**DOCUMENT EXTRACT**:
Segment Open

By Truman Lewis
ConsumerAffairs.com
August 22, 2008
Federal agencies are always complaining they don't have enough manpower to keep tabs on the U.S. food supply. Maybe they should recruit some high school kids.
Two New York City high school students used the very latest testing technologies to examine 60 samples of seafood from local restaurants. Using DNA testing, they found that fully 23 percent of their catch was mislabeled.
A piece of sushi that was sold as expensive white tuna was actually Mozambique tilapia, a cheap farm-raised fish, The New York Times reported. Roe that was sold as being from flying fish was actually from the much more common smelt.
Of nine pieces of supposed red snapper, seven turned out to be something else.
Although the teens, Kate Stoeckle and Louisa Strauss, used a sophisticated test involving what's called DNA bar coding, they didn't have to spend long hours in the lab. Instead, they hung out in sushi bars, saving small samples of each day's catch.
They sent the samples to Canada's University of Guelph, where a grad student used the school's Barcode of Life Database to identify them.
The results? Two of four restaurants and six of ten grocery stores had sold the girls mislabeled fish.
The study is being reported in Pacific Fishing magazine, a trade publication for commercial fishermen.
Stoeckle and Strauss were students at New York's Trinity School when they started the project. They have since graduated. There's no word on their career plans.

Segment Closed

**WORK ITEM**: Quote the stretch of the seafood mislabeling article from "A piece of sushi" through "be something else.".

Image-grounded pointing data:
Segment Open

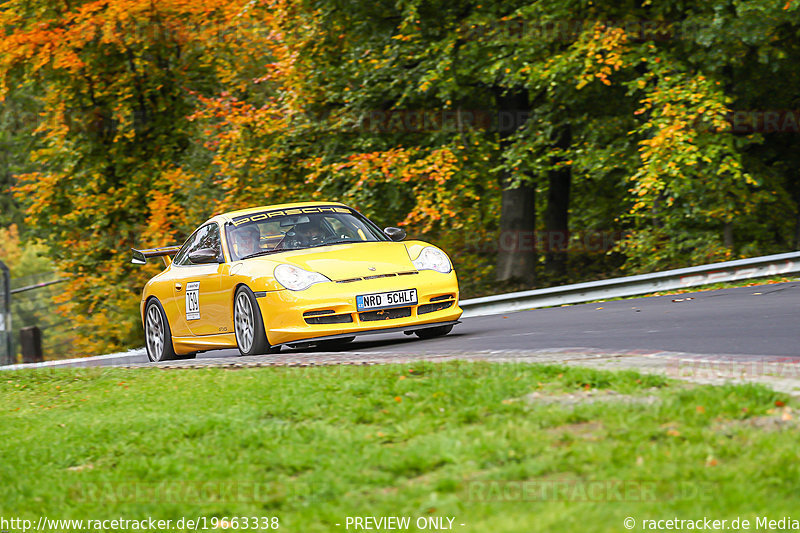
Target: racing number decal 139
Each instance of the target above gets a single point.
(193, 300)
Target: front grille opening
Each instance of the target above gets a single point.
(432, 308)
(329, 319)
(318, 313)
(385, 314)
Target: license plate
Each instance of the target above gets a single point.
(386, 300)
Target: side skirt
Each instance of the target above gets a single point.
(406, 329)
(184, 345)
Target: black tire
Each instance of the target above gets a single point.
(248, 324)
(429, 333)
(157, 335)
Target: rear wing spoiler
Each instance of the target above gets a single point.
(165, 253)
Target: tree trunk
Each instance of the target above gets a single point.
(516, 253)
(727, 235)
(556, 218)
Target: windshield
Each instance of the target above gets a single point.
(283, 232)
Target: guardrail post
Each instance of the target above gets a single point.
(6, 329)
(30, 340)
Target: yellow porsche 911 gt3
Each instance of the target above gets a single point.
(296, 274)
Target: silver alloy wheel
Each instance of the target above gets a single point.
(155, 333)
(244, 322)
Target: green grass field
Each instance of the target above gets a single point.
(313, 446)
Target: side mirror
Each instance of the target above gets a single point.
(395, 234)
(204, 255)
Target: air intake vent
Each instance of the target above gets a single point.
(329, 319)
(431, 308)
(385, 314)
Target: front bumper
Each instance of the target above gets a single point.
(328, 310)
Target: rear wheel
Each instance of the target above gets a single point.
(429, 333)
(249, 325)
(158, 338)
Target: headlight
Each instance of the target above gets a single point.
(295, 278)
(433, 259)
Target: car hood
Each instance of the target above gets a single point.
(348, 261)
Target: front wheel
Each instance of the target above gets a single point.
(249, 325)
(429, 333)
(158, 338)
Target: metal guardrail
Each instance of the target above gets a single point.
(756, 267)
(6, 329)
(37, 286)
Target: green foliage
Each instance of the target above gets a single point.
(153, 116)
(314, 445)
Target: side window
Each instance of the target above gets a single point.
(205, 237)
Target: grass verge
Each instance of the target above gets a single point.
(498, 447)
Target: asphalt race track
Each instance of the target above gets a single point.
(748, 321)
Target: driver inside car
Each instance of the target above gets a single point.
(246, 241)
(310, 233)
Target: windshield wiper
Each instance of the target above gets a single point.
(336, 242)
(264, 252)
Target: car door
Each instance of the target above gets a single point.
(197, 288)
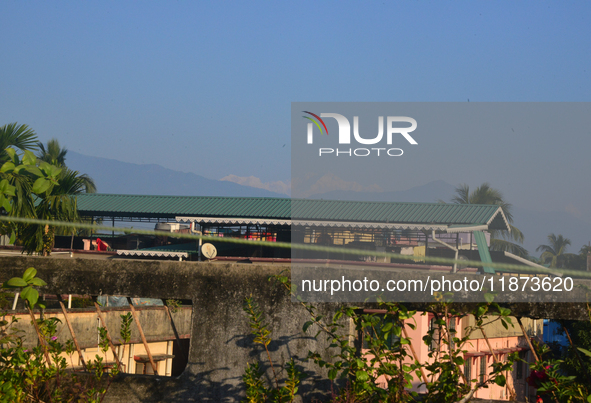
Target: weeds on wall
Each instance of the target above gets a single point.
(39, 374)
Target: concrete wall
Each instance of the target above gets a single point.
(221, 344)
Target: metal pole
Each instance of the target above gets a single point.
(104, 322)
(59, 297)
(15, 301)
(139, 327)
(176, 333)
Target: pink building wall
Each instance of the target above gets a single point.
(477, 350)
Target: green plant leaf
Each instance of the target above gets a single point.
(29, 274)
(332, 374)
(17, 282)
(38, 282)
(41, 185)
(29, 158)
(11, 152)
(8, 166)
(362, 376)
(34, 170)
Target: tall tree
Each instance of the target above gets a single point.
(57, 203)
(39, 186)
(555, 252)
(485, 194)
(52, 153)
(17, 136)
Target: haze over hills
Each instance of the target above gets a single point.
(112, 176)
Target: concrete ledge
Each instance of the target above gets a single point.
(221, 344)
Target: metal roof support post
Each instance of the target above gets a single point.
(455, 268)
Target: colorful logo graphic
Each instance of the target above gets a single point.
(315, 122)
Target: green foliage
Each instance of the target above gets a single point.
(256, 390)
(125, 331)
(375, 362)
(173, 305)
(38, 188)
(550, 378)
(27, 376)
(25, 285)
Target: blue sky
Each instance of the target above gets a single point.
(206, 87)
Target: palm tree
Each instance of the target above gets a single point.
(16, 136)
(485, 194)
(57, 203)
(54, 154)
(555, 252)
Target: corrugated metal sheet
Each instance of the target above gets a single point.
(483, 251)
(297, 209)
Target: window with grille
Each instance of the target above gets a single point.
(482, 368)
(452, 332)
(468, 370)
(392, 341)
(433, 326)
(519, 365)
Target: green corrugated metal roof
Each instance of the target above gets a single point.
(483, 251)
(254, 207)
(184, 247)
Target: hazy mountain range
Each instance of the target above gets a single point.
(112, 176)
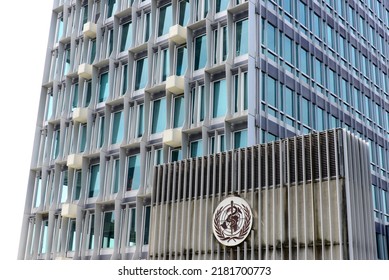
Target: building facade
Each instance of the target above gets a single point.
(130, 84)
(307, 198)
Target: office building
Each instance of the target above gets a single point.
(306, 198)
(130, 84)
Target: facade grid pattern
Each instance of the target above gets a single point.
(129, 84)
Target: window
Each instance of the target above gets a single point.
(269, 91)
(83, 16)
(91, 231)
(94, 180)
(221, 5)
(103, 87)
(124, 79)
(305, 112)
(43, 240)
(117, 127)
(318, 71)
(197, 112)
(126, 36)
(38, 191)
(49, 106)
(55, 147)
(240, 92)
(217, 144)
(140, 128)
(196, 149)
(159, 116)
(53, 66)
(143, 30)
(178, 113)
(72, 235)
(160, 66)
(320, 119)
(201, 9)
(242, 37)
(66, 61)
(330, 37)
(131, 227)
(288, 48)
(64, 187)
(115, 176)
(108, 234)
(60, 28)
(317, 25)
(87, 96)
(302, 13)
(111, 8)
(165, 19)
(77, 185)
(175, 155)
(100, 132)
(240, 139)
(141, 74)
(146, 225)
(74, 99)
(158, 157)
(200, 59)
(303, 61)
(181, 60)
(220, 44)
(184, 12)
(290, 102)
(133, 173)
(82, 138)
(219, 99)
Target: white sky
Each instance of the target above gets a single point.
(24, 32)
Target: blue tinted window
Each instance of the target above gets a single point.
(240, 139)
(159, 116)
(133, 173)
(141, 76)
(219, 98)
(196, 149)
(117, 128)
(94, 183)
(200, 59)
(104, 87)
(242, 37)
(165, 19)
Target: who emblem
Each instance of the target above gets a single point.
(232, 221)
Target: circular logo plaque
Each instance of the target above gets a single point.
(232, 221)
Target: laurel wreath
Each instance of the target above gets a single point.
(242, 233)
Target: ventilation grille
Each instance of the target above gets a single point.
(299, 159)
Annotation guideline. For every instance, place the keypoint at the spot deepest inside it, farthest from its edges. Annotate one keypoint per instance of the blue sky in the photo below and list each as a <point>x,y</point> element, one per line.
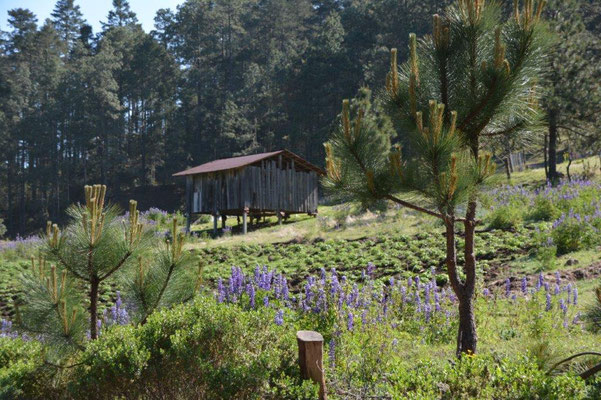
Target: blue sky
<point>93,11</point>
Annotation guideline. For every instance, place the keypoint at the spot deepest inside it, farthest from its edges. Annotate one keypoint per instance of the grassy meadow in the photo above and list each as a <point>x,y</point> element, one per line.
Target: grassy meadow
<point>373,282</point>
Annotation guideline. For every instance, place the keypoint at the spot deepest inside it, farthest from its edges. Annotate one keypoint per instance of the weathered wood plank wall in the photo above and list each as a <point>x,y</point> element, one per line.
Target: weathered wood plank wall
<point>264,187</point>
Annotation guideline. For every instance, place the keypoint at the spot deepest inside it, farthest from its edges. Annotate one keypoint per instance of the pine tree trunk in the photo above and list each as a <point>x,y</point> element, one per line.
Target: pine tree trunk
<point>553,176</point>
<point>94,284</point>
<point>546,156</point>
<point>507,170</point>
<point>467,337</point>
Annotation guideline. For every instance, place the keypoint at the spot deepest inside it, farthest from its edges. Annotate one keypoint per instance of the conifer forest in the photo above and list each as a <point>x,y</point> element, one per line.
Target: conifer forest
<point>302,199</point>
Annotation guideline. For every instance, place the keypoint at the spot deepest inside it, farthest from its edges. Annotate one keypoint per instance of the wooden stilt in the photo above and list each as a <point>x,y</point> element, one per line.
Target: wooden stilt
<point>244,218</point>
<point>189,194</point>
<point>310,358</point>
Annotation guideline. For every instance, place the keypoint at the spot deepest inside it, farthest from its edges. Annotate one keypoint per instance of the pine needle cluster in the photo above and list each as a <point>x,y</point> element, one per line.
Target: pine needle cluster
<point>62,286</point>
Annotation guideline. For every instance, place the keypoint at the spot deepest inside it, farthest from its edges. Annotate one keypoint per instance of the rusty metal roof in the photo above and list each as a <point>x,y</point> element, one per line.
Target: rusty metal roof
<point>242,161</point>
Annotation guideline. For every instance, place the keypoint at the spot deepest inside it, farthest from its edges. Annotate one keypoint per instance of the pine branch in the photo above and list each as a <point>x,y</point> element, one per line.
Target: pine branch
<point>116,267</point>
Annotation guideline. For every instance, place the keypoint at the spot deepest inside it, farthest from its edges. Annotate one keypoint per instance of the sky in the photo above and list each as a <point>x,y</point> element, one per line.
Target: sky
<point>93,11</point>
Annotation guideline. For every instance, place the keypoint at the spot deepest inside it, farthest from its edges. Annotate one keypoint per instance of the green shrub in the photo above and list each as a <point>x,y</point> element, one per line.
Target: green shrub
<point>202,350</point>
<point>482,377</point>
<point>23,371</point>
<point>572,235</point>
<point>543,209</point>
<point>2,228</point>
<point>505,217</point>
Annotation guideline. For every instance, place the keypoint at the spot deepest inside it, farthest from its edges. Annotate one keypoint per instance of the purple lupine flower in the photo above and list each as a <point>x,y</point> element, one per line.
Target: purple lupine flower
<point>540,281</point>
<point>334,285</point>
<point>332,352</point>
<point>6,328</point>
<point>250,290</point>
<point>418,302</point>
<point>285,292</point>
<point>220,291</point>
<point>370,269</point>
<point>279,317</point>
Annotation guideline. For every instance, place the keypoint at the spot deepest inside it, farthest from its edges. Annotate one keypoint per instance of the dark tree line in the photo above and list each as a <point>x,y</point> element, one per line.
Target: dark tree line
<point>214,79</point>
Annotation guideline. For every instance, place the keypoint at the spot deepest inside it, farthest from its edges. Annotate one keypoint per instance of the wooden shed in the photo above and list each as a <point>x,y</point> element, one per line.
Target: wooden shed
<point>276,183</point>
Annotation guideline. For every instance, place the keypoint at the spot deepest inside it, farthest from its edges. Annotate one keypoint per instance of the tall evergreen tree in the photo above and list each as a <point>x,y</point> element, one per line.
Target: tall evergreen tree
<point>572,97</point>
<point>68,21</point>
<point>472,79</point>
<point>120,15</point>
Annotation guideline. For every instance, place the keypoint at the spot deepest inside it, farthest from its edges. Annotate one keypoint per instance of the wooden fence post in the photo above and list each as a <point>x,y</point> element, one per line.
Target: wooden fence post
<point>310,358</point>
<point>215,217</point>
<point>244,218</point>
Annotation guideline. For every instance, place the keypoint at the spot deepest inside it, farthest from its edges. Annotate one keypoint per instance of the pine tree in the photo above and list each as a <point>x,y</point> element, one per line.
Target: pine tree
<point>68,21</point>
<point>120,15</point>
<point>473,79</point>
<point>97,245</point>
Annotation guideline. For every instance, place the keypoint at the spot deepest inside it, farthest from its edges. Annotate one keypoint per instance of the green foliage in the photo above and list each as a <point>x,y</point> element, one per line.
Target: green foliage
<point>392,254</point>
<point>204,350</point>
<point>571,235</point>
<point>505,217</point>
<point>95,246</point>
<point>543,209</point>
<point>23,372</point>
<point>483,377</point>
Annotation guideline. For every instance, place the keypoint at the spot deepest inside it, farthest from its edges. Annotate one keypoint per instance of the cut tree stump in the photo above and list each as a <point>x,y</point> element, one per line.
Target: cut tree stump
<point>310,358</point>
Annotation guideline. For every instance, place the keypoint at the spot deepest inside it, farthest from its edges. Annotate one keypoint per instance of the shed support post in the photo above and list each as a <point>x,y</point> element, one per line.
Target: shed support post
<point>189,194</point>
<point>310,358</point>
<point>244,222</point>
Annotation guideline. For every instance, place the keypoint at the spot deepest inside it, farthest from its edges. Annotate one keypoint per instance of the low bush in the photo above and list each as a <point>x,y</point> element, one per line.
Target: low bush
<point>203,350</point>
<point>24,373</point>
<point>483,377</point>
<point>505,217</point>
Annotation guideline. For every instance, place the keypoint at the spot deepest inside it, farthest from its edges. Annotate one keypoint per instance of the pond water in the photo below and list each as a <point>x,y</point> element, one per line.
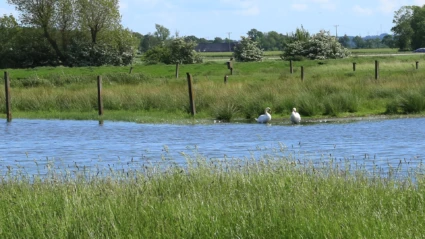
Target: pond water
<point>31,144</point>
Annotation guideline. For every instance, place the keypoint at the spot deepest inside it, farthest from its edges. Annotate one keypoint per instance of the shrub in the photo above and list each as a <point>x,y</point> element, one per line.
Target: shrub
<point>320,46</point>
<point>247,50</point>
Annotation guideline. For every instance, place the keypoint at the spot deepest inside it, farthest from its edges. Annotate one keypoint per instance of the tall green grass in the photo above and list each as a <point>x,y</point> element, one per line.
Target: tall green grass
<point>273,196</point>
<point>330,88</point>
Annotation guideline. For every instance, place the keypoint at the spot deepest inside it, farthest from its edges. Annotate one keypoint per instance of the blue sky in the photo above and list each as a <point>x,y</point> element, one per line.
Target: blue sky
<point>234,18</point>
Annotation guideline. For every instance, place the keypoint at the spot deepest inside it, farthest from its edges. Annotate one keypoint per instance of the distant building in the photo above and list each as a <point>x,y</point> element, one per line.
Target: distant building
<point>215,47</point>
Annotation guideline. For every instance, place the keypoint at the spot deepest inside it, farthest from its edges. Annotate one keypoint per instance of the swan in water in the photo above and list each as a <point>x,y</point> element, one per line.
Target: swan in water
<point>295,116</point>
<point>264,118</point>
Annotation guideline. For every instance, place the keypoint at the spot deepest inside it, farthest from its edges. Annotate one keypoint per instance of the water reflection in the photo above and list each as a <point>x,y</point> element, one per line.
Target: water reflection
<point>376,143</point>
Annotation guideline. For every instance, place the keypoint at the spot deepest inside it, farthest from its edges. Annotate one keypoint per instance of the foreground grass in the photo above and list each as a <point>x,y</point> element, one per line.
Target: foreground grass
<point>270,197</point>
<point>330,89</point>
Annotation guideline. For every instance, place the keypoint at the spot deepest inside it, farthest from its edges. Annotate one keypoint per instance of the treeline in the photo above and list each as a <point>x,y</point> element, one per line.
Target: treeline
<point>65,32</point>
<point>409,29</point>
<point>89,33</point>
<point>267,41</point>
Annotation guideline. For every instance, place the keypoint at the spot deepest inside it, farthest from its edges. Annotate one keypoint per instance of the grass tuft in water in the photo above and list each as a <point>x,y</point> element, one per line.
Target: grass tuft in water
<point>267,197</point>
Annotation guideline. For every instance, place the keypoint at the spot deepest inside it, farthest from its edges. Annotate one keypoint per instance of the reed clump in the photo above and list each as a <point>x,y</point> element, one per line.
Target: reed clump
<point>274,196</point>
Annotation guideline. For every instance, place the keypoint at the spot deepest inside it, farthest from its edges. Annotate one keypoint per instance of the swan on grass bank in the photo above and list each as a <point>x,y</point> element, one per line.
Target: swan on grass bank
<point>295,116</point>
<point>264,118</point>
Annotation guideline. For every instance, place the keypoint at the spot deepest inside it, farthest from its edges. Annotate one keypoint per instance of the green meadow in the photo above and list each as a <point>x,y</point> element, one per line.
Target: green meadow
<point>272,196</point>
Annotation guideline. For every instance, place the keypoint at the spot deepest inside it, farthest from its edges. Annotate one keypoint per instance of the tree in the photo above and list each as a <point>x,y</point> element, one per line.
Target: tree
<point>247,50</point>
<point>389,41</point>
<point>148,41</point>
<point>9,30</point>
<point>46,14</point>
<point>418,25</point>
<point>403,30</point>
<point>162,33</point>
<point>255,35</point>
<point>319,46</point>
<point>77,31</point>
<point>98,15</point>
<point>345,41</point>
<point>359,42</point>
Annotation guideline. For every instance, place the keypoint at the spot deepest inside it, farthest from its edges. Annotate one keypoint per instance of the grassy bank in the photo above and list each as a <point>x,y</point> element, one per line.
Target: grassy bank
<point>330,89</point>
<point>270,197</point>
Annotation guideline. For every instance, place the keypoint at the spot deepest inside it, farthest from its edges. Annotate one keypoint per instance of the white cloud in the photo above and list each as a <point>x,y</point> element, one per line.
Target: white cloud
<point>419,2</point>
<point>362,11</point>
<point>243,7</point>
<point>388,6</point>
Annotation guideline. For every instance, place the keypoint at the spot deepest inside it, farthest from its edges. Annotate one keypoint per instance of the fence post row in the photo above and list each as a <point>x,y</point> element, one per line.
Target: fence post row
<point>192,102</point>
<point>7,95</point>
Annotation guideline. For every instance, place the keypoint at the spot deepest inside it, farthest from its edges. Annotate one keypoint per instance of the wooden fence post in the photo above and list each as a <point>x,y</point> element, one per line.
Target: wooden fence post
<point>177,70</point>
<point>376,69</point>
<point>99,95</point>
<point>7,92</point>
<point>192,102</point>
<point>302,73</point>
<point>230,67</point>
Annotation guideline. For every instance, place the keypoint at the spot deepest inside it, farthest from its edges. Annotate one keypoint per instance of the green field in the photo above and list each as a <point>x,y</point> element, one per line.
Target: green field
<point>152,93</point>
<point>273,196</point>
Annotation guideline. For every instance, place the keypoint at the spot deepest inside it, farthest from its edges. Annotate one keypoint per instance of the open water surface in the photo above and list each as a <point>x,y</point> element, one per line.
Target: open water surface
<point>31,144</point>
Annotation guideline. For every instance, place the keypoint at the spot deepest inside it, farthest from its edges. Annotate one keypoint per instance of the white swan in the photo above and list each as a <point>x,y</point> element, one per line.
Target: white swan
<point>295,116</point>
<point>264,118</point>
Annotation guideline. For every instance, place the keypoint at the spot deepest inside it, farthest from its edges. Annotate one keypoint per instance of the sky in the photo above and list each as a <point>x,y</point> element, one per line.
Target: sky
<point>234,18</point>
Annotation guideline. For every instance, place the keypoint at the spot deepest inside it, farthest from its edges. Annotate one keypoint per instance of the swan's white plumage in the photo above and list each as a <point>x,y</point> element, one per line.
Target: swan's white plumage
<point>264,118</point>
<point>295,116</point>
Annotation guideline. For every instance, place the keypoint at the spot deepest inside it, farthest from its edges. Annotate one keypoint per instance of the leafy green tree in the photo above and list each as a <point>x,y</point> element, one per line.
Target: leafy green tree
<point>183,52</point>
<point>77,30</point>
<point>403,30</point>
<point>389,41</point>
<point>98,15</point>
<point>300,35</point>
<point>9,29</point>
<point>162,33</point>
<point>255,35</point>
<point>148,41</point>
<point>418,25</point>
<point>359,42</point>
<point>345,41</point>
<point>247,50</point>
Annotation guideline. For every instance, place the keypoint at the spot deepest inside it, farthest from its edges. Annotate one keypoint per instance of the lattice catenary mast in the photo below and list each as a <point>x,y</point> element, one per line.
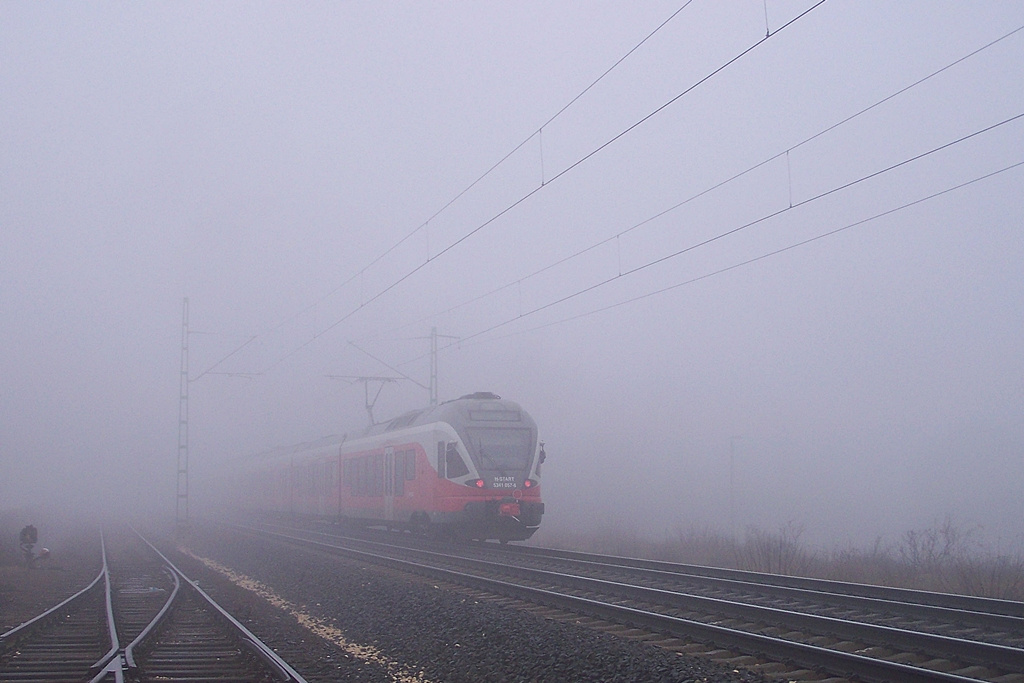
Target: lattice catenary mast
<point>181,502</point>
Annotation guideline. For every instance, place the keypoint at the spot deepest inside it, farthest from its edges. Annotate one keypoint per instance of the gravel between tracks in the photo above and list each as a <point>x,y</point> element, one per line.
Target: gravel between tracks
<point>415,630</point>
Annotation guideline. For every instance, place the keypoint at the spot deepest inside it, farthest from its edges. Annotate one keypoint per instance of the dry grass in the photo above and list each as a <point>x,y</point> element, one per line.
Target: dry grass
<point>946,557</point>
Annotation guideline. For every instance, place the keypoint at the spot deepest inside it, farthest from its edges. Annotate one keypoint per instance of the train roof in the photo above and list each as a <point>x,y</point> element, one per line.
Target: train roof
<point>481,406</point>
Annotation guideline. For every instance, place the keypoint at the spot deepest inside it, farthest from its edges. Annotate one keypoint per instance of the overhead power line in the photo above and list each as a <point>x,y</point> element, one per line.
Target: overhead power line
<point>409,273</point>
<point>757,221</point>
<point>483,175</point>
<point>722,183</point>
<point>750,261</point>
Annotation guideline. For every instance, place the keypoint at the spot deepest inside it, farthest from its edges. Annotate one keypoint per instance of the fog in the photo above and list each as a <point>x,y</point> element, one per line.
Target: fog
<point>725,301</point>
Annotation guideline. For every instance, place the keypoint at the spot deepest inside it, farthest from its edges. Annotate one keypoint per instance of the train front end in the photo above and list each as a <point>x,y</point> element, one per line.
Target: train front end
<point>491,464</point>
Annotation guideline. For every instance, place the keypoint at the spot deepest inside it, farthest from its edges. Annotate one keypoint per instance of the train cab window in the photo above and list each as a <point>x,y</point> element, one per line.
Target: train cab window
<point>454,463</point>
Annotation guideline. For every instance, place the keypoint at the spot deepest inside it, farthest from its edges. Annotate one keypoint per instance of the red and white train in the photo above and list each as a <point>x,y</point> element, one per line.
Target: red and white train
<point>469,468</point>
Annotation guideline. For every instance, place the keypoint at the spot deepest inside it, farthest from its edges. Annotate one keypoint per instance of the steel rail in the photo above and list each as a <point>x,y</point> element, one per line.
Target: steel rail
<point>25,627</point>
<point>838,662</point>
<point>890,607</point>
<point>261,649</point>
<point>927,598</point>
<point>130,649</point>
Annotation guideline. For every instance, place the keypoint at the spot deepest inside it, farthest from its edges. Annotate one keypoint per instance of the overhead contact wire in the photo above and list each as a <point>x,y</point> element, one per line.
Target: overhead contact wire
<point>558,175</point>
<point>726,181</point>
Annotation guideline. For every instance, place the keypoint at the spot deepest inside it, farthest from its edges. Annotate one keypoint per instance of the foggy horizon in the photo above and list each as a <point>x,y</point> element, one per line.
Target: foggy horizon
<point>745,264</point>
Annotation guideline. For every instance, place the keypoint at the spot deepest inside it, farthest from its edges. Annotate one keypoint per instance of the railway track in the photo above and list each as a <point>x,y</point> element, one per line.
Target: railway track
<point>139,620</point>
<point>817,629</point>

Segment Closed

**RESULT OF THE EXERCISE**:
A piece of sushi that was sold as expensive white tuna was actually Mozambique tilapia, a cheap farm-raised fish, The New York Times reported. Roe that was sold as being from flying fish was actually from the much more common smelt.
Of nine pieces of supposed red snapper, seven turned out to be something else.